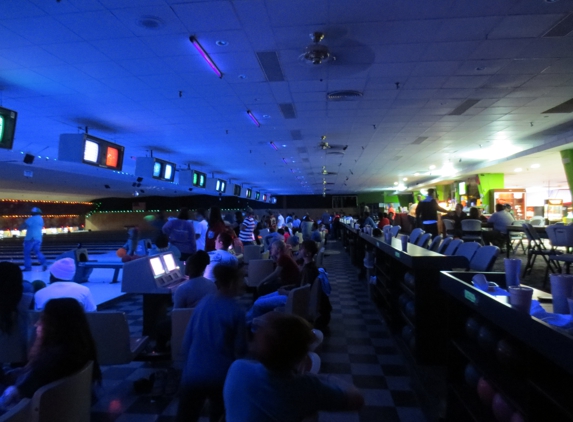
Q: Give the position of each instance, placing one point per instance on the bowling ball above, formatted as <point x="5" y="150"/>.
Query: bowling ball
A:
<point x="485" y="392"/>
<point x="488" y="338"/>
<point x="472" y="328"/>
<point x="517" y="417"/>
<point x="501" y="409"/>
<point x="472" y="376"/>
<point x="410" y="309"/>
<point x="508" y="354"/>
<point x="121" y="252"/>
<point x="407" y="333"/>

Do this:
Rewrite the lines above with "bowling ball" changed to "ten-pin ball" everywhere and nothing else altered, leaving out the pictures.

Result for this exercise:
Q: Give the position of each instance, placing one point per instance on the ten-pin ball above, formatted as <point x="5" y="150"/>.
Query: ten-pin ball
A:
<point x="485" y="392"/>
<point x="488" y="338"/>
<point x="472" y="328"/>
<point x="517" y="417"/>
<point x="501" y="409"/>
<point x="472" y="376"/>
<point x="410" y="309"/>
<point x="508" y="354"/>
<point x="121" y="252"/>
<point x="407" y="333"/>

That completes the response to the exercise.